STATED PROBLEM ::
Print the entire article below on the Liberal Party's shifting stance toward Pauline Hanson and One Nation, word for word.

Just days out from the 1996 election, Jim Barron, then Queensland state director of the Liberal Party, decided he had to disendorse one of the party’s candidates.
Her name was Pauline Hanson and, says Barron, she had twice been formally warned about expressing her extreme prejudice against Indigenous Australians and Asian migrants.
“The third and final straw was a newspaper interview she gave, bagging welfare payments to Indigenous people and to Chinese and migrants. And that was it for me,” Barron tells The Saturday Paper.
“I said to her, ‘You’re just refusing to play along, you know. You’re not behaving as a Liberal candidate. You’re running against our policies.’ And she pretty much said, ‘Bring it on.’ ”
At the time, it did not seem a very consequential decision to dump Hanson. The seat she was contesting, Oxley, was one of the safest Labor electorates in the country.
Then she won.
In September 1996, she gave her infamous first speech in parliament and set up her own party, One Nation.
Over the decades since, the Coalition has largely kept its distance from Hanson and One Nation. There was an active conversation about not giving oxygen to the new racist party. At the 1998 and 2001 elections, One Nation candidates were placed last on Liberal how-to-vote cards.
In more recent times, Hanson’s party has been placed higher in the order of preferences – the Coalition parties now reserve bottom spot for the Greens – but still consistently below Labor.
Not anymore. Under Peter Dutton’s leadership, the Coalition has placed One Nation candidates second on scores of its how-to-vote cards across the country.
Liberals such as Jim Barron are appalled.
“All these years later, the Liberal Party has embraced the person who it once excommunicated,” he says.
“It’s devastating. And I think that says more about the Liberal Party than it does about One Nation. Its radical, hardline, racist policies used to be at the fringes of politics. Now they no longer live on the fringe. The Liberal Party has pretty much normalised a lot of what Hanson was going on about.”
It’s a slap in the face for those who fought to distance the Coalition from Hansonism. Ron Boswell, for example, was a Nationals senator who represented Queensland for more than 30 years. In his valedictory speech in June 2014, Boswell recounted his battles over many years against far-right organisations such as the League of Rights.

DATASET ENTRIES ::
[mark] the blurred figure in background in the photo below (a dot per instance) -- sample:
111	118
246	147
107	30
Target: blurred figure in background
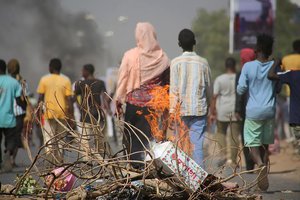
261	106
10	90
92	103
292	78
143	68
246	55
22	118
290	62
55	91
190	86
223	109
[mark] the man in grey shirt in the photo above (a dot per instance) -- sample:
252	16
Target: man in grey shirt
223	109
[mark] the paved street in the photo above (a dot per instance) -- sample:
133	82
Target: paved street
284	177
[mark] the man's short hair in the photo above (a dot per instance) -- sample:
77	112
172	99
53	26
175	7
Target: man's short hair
55	64
265	44
2	66
186	38
89	68
296	46
230	63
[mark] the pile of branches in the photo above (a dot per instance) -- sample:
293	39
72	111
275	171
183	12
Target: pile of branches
101	174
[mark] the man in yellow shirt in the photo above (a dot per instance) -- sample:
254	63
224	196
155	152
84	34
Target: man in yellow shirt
55	91
292	61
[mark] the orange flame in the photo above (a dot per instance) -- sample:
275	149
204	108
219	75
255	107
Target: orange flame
160	120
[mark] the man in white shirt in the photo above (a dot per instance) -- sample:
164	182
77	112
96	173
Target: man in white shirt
190	86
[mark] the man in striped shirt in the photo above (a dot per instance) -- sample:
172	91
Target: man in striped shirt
190	86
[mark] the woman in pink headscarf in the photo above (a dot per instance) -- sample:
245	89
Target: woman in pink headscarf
142	68
246	55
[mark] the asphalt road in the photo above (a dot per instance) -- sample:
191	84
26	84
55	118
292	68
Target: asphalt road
284	177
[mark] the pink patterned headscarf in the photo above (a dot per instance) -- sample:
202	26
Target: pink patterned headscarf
142	63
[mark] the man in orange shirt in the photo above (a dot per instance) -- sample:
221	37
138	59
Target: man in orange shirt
55	91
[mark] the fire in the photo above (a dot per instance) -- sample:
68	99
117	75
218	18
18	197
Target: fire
161	122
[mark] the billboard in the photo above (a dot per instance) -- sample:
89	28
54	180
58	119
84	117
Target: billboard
250	18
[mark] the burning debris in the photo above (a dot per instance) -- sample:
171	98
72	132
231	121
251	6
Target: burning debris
92	173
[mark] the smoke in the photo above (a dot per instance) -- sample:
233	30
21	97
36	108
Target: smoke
36	31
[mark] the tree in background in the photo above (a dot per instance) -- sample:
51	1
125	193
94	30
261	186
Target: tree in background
212	33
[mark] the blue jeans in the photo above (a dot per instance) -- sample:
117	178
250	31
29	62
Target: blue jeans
197	126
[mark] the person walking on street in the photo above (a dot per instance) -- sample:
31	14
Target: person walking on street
246	55
261	106
93	102
10	90
142	69
55	91
190	86
223	109
292	79
13	68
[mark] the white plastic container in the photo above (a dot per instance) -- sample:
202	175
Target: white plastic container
165	155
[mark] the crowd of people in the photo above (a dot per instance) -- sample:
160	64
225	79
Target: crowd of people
244	102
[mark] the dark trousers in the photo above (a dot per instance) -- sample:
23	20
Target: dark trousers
10	142
248	159
133	139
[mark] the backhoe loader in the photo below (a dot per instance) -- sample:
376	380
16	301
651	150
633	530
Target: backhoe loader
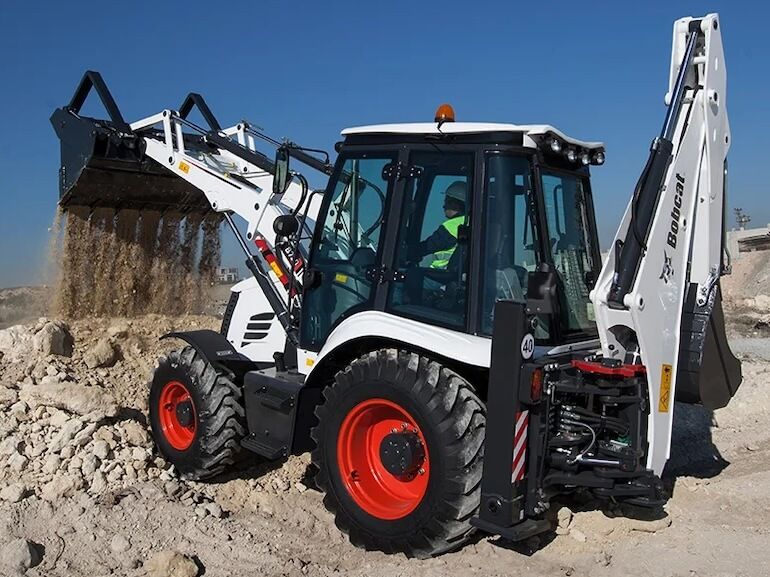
442	386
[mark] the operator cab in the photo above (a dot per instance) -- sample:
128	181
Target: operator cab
437	221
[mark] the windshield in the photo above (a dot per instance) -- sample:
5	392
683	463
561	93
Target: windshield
565	198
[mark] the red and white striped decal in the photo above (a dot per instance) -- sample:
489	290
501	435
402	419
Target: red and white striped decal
520	446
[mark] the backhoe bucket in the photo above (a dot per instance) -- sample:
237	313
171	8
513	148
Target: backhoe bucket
103	163
709	374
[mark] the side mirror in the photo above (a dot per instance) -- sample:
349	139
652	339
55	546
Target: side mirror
285	225
541	291
591	277
282	176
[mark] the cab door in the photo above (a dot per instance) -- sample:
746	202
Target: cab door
348	244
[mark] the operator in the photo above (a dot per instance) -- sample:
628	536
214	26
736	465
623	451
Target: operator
443	242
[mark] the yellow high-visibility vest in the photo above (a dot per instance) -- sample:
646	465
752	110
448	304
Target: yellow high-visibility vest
441	258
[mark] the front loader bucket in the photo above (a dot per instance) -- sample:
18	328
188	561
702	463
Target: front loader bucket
708	374
103	163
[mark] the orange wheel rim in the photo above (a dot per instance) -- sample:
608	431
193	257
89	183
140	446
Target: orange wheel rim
176	412
376	490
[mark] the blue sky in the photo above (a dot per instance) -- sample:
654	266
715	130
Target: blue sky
596	70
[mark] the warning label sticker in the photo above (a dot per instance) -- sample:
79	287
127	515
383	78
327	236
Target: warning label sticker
665	389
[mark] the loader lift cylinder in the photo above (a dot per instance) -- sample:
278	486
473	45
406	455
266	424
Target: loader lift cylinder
260	273
629	252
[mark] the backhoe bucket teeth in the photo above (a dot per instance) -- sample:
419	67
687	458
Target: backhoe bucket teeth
102	166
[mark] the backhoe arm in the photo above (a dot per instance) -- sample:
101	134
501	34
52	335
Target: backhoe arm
657	297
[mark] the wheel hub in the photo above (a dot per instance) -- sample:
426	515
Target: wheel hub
176	413
383	458
402	453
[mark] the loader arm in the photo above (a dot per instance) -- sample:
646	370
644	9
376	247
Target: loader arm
166	162
657	296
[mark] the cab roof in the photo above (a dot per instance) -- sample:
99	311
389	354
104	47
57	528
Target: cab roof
535	132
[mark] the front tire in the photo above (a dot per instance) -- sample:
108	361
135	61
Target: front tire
399	453
196	415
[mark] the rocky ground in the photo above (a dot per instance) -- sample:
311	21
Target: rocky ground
82	491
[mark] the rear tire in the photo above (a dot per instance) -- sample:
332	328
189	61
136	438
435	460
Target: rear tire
196	415
406	512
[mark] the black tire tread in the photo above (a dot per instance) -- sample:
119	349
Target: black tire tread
222	408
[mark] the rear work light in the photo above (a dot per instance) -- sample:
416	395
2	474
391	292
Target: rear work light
536	385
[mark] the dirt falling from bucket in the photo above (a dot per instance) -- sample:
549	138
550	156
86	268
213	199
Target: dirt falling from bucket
128	263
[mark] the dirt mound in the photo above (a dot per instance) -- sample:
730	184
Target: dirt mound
750	276
129	263
22	304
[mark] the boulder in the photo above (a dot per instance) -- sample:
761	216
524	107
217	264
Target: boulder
90	402
8	396
15	342
134	434
102	354
54	338
119	544
19	555
65	435
170	564
61	486
13	493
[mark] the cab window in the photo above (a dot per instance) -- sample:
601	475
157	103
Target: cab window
347	249
432	250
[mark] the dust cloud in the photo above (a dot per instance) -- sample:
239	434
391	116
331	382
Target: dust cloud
128	263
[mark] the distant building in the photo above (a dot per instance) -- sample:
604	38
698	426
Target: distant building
747	240
227	275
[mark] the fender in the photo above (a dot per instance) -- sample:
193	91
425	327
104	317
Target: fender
214	348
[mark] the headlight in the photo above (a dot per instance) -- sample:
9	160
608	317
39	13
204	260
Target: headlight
554	144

WRITTEN RESPONSE ::
Just days out from the 1996 election, Jim Barron, then Queensland state director of the Liberal Party, decided he had to disendorse one of the party’s candidates.
Her name was Pauline Hanson and, says Barron, she had twice been formally warned about expressing her extreme prejudice against Indigenous Australians and Asian migrants.
“The third and final straw was a newspaper interview she gave, bagging welfare payments to Indigenous people and to Chinese and migrants. And that was it for me,” Barron tells The Saturday Paper.
“I said to her, ‘You’re just refusing to play along, you know. You’re not behaving as a Liberal candidate. You’re running against our policies.’ And she pretty much said, ‘Bring it on.’ ”
At the time, it did not seem a very consequential decision to dump Hanson. The seat she was contesting, Oxley, was one of the safest Labor electorates in the country.
Then she won.
In September 1996, she gave her infamous first speech in parliament and set up her own party, One Nation.
Over the decades since, the Coalition has largely kept its distance from Hanson and One Nation. There was an active conversation about not giving oxygen to the new racist party. At the 1998 and 2001 elections, One Nation candidates were placed last on Liberal how-to-vote cards.
In more recent times, Hanson’s party has been placed higher in the order of preferences – the Coalition parties now reserve bottom spot for the Greens – but still consistently below Labor.
Not anymore. Under Peter Dutton’s leadership, the Coalition has placed One Nation candidates second on scores of its how-to-vote cards across the country.
Liberals such as Jim Barron are appalled.
“All these years later, the Liberal Party has embraced the person who it once excommunicated,” he says.
“It’s devastating. And I think that says more about the Liberal Party than it does about One Nation. Its radical, hardline, racist policies used to be at the fringes of politics. Now they no longer live on the fringe. The Liberal Party has pretty much normalised a lot of what Hanson was going on about.”
It’s a slap in the face for those who fought to distance the Coalition from Hansonism. Ron Boswell, for example, was a Nationals senator who represented Queensland for more than 30 years. In his valedictory speech in June 2014, Boswell recounted his battles over many years against far-right organisations such as the League of Rights.